The exercise -> Swap "innermost" for "most central" throughout the records below, leaving every other word in place.
↓
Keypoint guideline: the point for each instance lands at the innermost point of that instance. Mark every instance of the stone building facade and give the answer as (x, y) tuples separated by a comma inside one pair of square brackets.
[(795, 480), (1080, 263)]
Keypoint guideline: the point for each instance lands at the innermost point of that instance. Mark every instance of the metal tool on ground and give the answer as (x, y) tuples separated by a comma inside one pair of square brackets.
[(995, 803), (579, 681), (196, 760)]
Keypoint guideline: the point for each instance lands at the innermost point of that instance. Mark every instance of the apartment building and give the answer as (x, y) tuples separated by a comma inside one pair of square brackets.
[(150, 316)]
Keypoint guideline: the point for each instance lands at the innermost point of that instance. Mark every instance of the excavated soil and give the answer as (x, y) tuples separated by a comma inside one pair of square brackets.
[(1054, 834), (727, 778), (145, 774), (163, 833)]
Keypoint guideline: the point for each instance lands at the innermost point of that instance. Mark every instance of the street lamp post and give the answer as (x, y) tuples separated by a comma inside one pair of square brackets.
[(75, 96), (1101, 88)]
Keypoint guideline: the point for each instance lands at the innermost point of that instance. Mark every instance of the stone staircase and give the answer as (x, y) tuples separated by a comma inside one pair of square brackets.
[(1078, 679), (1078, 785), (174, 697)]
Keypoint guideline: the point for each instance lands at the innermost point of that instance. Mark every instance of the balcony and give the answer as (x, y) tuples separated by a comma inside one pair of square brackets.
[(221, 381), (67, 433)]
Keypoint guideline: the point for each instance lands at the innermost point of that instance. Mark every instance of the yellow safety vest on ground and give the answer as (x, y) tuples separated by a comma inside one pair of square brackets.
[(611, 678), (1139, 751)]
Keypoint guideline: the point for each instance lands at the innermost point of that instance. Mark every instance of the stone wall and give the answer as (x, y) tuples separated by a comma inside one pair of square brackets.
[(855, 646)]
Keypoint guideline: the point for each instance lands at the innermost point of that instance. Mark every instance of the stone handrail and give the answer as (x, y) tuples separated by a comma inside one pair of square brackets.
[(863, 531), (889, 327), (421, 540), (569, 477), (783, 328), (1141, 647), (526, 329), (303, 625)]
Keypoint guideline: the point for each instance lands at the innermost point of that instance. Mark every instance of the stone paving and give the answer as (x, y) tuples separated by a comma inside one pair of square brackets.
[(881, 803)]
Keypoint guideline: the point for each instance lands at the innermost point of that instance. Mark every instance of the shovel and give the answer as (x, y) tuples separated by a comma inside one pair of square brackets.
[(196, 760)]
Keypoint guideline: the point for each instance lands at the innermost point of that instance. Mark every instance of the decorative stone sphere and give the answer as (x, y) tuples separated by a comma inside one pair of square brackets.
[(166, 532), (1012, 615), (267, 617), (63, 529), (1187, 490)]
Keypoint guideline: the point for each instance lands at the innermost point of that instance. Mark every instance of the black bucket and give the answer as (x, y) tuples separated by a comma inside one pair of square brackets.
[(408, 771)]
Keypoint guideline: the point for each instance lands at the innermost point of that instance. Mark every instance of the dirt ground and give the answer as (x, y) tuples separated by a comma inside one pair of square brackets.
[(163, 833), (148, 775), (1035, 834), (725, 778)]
↑
Solution for this exercise ->
Keypoint guideline: the point for each instance lands at the most central point of that instance. Mark every instance of the stone building facade and give the answer as (x, y) tuples separated by a comma inside one pair of square brackets.
[(795, 480), (1080, 263)]
Keypoint guideline: the point for each instance lands at the most central point of that instance. Mark every instance of the metal tool on ground and give the answer as (x, y) tuples separated by a comma inside one pair of square brackets.
[(995, 803), (579, 681), (196, 760)]
Keypoint guideline: the point for each instance lands at the most central point of that instance. Mark every instance of the apartment building and give the answer as (x, y) tuples separated by a comma inside one pair of square brackets.
[(150, 316)]
Keypoint guideline: the point for each instance lands at the most central point of that instance. Mark every instance of the excavated soil and give the answer as (x, y) tuples separated by a comma inside one pair of square brackets.
[(1054, 834), (727, 778), (145, 774), (163, 833)]
Keypoint guideline: the point for each instance lands at the most central point of that instance. Mark every instance of the street lamp post and give the answer as (x, y) tuples separated by a comma inside one pair of square brackets.
[(75, 96), (1101, 88)]
Keypoint guideline: the point for each instance lands at the most central point of that instance. Mark every instance of the stone staircase and give the answer as (x, y) tuples separated by a comma inside one pair of square brackets.
[(1078, 679), (1078, 785), (174, 697)]
Keypoint guideline: the point for each instance lands at the most central point of that instance. Mark every instance of the balcony and give the answer as (x, y) tuples separated by a comma inside one pair of square brackets.
[(221, 381), (67, 433)]
Keypoint guideline: the point for each instance lands at the most central point of that instance. Mark every instance of the yellow safety vest on ground and give the answer as (x, y) tuples separated by a comma inside one pair of square brackets.
[(611, 678), (1139, 751)]
Keypoint guideline: the point for each instance lands at the most central point of that instance. Mark every instance of the stone wall and give the answer as (x, y) tuples separated by a comma inside one pair of square brackets.
[(855, 646)]
Keypoint guideline: the point for each instance lands at the most central point of that instance. Mark every instance of the stone handrail and give the answer as (x, y) tuples separated by a comma inside one pair of square brackets.
[(863, 531), (889, 327), (421, 540), (569, 477), (783, 328), (1141, 647), (526, 329), (303, 625)]
Keypoint guideline: the point for each instance lands at the most central point of that instance. Mark every instance of the stone paving and give the answer as (x, y) tuples separated by a comma inside one pair of square brackets.
[(881, 803)]
Keypoint guideline: the point for each instance lands at the most central point of that instance. Mark every instance of the shovel and give the answer as (x, y) tuples separated by a comma inside one pair of square brackets.
[(196, 760)]
Keypoint guideline: the point for each instance lands at the most central point of that instance. Mark every instance of the decorative stone sphere and give the answer as (x, y) tuples separated by a comma inside one pair of square brackets.
[(166, 532), (1012, 615), (267, 617), (63, 529), (1187, 490)]
Keypoint guideline: the point for each instance lands at the most central point of that instance. Mark every instance of the black bucket and give the answer as (x, y) tuples separated by a comma inside one pair of square brackets.
[(408, 771)]
Keypoint guideline: the point for each instance lands at the most central point of that instance. Mark every instance of the dirt ground and give the answer as (x, y) tuples separated by a comma inside one pair of square brackets.
[(163, 833), (148, 775), (1035, 834), (725, 778)]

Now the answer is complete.